WHAT YOU HAVE TO DO:
Please restate each entry word for word.

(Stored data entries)
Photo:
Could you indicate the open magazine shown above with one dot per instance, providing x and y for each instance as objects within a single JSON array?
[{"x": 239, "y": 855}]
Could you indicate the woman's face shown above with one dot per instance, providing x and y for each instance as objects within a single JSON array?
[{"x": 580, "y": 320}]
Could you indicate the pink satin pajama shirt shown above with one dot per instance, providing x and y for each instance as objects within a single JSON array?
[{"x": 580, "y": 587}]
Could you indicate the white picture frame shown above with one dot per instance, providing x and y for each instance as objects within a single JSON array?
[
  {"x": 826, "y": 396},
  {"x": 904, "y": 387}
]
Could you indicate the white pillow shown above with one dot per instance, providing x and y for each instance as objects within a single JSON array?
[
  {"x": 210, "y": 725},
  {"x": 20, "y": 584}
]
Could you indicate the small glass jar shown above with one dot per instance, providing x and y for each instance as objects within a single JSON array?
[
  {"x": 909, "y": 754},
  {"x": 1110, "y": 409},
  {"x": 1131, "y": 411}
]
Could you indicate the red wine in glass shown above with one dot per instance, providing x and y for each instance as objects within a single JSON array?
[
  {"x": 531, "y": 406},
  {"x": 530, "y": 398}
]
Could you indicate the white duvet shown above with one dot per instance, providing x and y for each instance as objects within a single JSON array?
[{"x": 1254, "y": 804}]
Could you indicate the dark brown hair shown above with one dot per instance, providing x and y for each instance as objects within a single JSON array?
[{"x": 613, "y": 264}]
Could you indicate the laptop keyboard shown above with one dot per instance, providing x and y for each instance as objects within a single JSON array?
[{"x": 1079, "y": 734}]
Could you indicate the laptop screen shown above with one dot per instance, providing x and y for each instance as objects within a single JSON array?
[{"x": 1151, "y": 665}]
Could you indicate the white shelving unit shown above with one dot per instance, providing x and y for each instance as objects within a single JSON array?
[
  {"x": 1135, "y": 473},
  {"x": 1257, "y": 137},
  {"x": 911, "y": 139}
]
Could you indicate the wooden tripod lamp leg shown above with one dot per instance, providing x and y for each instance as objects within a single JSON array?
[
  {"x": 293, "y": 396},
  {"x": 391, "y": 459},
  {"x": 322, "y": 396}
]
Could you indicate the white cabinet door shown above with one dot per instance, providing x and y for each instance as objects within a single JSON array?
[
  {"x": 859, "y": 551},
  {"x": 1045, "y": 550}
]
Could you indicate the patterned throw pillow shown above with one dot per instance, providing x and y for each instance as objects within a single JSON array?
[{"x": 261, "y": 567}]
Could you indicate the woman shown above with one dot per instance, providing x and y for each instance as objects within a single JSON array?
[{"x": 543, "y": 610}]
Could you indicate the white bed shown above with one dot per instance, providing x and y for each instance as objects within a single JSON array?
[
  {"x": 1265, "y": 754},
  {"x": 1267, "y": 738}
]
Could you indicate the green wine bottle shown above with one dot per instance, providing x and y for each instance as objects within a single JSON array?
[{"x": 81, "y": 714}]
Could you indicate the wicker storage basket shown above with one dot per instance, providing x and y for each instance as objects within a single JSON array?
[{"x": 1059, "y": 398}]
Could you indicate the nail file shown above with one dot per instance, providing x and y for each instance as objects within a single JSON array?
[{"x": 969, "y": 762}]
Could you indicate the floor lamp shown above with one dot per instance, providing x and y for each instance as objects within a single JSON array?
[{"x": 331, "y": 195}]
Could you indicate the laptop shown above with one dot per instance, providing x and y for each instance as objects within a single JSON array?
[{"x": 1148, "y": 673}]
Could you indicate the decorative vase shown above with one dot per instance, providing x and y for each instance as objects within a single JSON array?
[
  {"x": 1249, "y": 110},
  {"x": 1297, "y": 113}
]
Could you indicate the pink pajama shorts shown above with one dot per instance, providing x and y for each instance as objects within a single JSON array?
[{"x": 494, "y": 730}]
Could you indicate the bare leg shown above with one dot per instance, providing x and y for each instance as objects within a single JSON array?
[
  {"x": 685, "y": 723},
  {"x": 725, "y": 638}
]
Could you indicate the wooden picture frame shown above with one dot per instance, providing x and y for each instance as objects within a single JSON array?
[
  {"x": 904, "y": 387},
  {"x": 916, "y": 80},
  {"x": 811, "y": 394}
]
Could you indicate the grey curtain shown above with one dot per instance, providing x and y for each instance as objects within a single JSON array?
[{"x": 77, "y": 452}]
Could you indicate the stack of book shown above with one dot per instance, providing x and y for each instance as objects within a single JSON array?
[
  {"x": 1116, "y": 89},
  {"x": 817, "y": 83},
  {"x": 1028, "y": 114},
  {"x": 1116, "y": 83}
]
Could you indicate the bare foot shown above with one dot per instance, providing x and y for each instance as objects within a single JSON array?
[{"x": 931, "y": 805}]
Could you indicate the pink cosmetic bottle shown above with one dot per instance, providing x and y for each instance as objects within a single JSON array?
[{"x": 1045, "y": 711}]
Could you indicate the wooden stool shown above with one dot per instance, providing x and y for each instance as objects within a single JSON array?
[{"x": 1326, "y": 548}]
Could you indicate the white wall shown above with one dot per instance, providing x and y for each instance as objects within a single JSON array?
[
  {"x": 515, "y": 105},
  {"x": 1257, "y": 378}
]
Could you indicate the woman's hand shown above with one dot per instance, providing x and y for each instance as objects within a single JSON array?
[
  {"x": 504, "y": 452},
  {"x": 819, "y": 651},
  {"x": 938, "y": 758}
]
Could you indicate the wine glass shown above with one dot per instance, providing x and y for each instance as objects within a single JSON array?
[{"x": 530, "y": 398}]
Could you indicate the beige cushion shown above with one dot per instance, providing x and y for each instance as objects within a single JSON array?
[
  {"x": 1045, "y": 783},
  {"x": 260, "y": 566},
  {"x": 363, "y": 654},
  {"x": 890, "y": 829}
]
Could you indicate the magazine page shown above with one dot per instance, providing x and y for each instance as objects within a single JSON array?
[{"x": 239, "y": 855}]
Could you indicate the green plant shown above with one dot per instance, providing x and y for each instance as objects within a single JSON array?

RESPONSE:
Photo:
Could you indicate the open magazine shown above with one dot per instance, providing x and y for each instance as objects within a single JSON array?
[{"x": 239, "y": 855}]
Could you indicate the woman's face shown above with one dot per instance, providing x and y for each instance as objects within a single JSON array?
[{"x": 580, "y": 320}]
Could you indicate the pink satin pajama shirt shown above with one dot per instance, providing x and y for each instance as objects within a single JSON array?
[{"x": 580, "y": 587}]
Could you indicate the white picture frame shown above with one dot per instance, providing x and y for each instance as objects within a single JSON array?
[
  {"x": 826, "y": 396},
  {"x": 904, "y": 387}
]
Could you indicate the white pillow shown above with one dot per instance, providing x and y for each instance as objects within a single JSON array?
[
  {"x": 210, "y": 725},
  {"x": 20, "y": 584}
]
Could you indicate the small glass jar shown above with one dot per instance, providing x and y for each instance as objects within a single JSON array?
[
  {"x": 909, "y": 754},
  {"x": 1110, "y": 409},
  {"x": 1131, "y": 411}
]
Could you indicate the red wine in glass shown above with one dot per instance, providing x and y for each instance as objects within a single JSON array?
[
  {"x": 531, "y": 406},
  {"x": 530, "y": 398}
]
Could you indicate the white duvet shown above with one dot per instance, providing x and y for each instance as objects within a single JSON array?
[{"x": 1254, "y": 804}]
Could you indicate the dark brown hair shown above with one dot per instance, providing x and y for each instance as objects within a single JSON array?
[{"x": 613, "y": 264}]
Could you indicate the laptop keyboard shown above with one dot per instance, providing x and y for each instance as objects within a single JSON array?
[{"x": 1079, "y": 734}]
Could you indicate the laptop screen shown above with one dot per instance, providing x and y for each instance as objects within a single JSON array?
[{"x": 1151, "y": 665}]
Could you indicate the white shelving unit shown above with one dot per instance, providing x and y for each instance as objects within a single JSON array?
[
  {"x": 1135, "y": 473},
  {"x": 1257, "y": 137},
  {"x": 911, "y": 139}
]
Could you indicate the wooden tripod lamp leg shown above with one dot per instance, providing x and y for each instance as objects within a single JSON array?
[
  {"x": 293, "y": 396},
  {"x": 391, "y": 459},
  {"x": 322, "y": 396}
]
Could you indicate the white cabinet door shown above with one dot per instance, providing x and y for each instance as objects within a single JSON array?
[
  {"x": 859, "y": 551},
  {"x": 1045, "y": 550}
]
Could you indicate the patterned throw pillow shown above with one dot per instance, providing x and y for each instance as objects within a single JSON array?
[{"x": 261, "y": 567}]
Could you indicate the woman shown above with one dot per instance, providing x and y for each instance as objects within a single JSON array?
[{"x": 543, "y": 610}]
Could you indicate the white bed shown above with one dot per instance, providing x and y for each instance as objects within a single JSON array?
[
  {"x": 1265, "y": 754},
  {"x": 1267, "y": 738}
]
Could you indicate the green wine bottle shown above with one dot per instance, providing x and y for each instance as objects within a single JSON array?
[{"x": 81, "y": 714}]
Could you indicate the wicker storage basket shown above with one dot per instance, providing x and y for each instance as objects within a single JSON array?
[{"x": 1059, "y": 398}]
Could you indicate the nail file shown above with one dot per instance, providing x and y for each instance as objects within a single JSON array?
[{"x": 969, "y": 762}]
Could you indicate the floor lamp shown above with one dot per instance, providing x and y for each instance as objects within a single JSON array?
[{"x": 331, "y": 195}]
Could you indicate the laptop shown above with one dot per instance, providing x and y for each instance as objects within a single JSON array?
[{"x": 1148, "y": 673}]
Could you indicate the decorative vase shown above with one dot per instance, providing x and y for each instance as objects within a single JSON array?
[
  {"x": 1249, "y": 110},
  {"x": 1297, "y": 113}
]
Could you indicate the pink pajama shorts shown above with one dot per instance, providing x and y for each instance as objects within a single JSON array?
[{"x": 494, "y": 730}]
Could you indicate the bare leg shown above with one dot per instance, providing x and y for each instance as objects within a single JSON array?
[
  {"x": 685, "y": 723},
  {"x": 725, "y": 638}
]
Could you indicate the wooden picture frame shown above with one dot per instance, providing x and y for each instance as objects within a single JSON array?
[
  {"x": 904, "y": 387},
  {"x": 916, "y": 80},
  {"x": 811, "y": 394}
]
Could you indicate the grey curtain shown above with one dot per instance, providing x and y for each instance as objects within a single JSON array?
[{"x": 77, "y": 452}]
Could you indicate the stack of book shown above with one dot per instance, providing x and y for each instance as objects within a single JSON array?
[
  {"x": 1116, "y": 89},
  {"x": 817, "y": 83},
  {"x": 1028, "y": 114},
  {"x": 1116, "y": 83}
]
Could you indicate the bare foot shown above with one dot per instance, providing x and y for each instance as objects within a single JSON array?
[{"x": 931, "y": 805}]
Could you indicate the pink cosmetic bottle shown above with one dot per instance, providing x and y for each instance as objects within a single JSON array?
[{"x": 1045, "y": 711}]
Could you indicate the wooden stool shown above with one dot per instance, providing x and y for each instance as objects within a single JSON array?
[{"x": 1326, "y": 548}]
Could you indicate the white wall shown above with one dot per instance, providing x and y for each instance as objects within a single JSON array?
[
  {"x": 515, "y": 105},
  {"x": 1257, "y": 378}
]
Could you indicate the woman's hand shown above with one dot per instance, providing x and y for each instance as objects within a single JSON array?
[
  {"x": 504, "y": 452},
  {"x": 819, "y": 651},
  {"x": 938, "y": 758}
]
Could you indicate the wine glass shown above with one dot per instance, providing x and y for each instance as objects within a single JSON array?
[{"x": 530, "y": 398}]
Could you indicate the beige cushion shown above with one dot per instance, providing x and y for each instance as objects within a single JSON array?
[
  {"x": 1045, "y": 783},
  {"x": 260, "y": 566},
  {"x": 363, "y": 654},
  {"x": 890, "y": 829}
]
Could you indicate the magazine page shown above with one dot per instance, providing x and y for each instance as objects within a single JSON array?
[{"x": 239, "y": 855}]
Could you indicate the green plant shown above with one dot per instance, providing x and y for each instance as objects within a single JSON array?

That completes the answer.